(Exercise aim) Copy every line from the records below that carries the word "woman".

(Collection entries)
- - - - - - -

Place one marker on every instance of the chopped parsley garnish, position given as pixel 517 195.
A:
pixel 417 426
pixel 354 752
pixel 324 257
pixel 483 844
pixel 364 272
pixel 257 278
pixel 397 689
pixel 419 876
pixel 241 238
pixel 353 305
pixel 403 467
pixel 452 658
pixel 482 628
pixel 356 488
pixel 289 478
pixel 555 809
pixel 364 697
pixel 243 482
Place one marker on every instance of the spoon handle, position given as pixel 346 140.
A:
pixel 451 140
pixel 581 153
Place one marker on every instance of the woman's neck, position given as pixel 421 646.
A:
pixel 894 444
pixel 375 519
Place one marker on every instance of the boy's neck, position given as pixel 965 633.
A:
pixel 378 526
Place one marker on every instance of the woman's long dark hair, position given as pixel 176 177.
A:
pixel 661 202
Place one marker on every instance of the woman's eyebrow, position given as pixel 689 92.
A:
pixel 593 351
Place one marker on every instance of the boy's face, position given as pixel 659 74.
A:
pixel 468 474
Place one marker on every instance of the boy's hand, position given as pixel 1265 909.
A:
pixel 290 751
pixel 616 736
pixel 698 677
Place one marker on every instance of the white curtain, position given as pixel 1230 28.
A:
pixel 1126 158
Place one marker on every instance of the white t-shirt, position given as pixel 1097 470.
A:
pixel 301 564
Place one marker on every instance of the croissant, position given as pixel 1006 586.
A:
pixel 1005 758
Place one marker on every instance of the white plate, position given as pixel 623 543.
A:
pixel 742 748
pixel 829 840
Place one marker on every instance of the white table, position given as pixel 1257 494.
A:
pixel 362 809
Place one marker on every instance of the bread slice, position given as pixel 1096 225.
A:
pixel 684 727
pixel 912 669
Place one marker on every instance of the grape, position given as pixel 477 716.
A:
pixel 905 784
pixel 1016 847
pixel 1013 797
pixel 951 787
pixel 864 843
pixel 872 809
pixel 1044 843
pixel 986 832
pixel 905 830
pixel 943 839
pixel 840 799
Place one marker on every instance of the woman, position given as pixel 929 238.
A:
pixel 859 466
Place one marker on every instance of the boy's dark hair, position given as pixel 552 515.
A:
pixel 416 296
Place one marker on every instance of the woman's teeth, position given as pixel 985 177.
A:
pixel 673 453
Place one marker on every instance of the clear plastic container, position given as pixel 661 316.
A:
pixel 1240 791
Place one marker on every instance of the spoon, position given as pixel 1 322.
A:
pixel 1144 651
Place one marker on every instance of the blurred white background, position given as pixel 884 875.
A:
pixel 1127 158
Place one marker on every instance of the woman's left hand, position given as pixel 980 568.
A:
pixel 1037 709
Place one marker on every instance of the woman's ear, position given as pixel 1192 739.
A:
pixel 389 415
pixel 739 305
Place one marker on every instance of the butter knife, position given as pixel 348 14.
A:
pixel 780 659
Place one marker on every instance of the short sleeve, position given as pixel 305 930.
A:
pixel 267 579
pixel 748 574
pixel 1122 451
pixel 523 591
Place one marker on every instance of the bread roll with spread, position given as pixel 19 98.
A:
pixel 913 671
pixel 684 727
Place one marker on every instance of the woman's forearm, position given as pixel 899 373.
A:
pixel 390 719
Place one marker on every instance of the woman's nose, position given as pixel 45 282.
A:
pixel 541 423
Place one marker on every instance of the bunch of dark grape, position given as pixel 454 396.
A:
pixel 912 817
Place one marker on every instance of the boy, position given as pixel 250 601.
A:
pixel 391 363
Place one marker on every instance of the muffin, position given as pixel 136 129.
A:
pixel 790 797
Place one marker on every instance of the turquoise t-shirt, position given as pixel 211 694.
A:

- - - - - - -

(Response area)
Place one marker on every instance of the woman's neck, position given as pixel 421 646.
Place one marker on every instance of the woman's long dark hair, position given as pixel 176 177.
Place one marker on every instance of the woman's eyebrow, position given as pixel 689 92.
Place one marker on every instance of the woman, position given as pixel 929 238.
Place one marker on every instance of the woman's teeth, position given as pixel 985 177.
Place one marker on every instance of the woman's left hand, position given as pixel 980 568.
Place one marker on every instance of the woman's ear, position given as pixel 1192 739.
Place one marker on every instance of the woman's forearm, position given as pixel 899 373.
Place one marker on every instance of the woman's nose, position given as pixel 45 282.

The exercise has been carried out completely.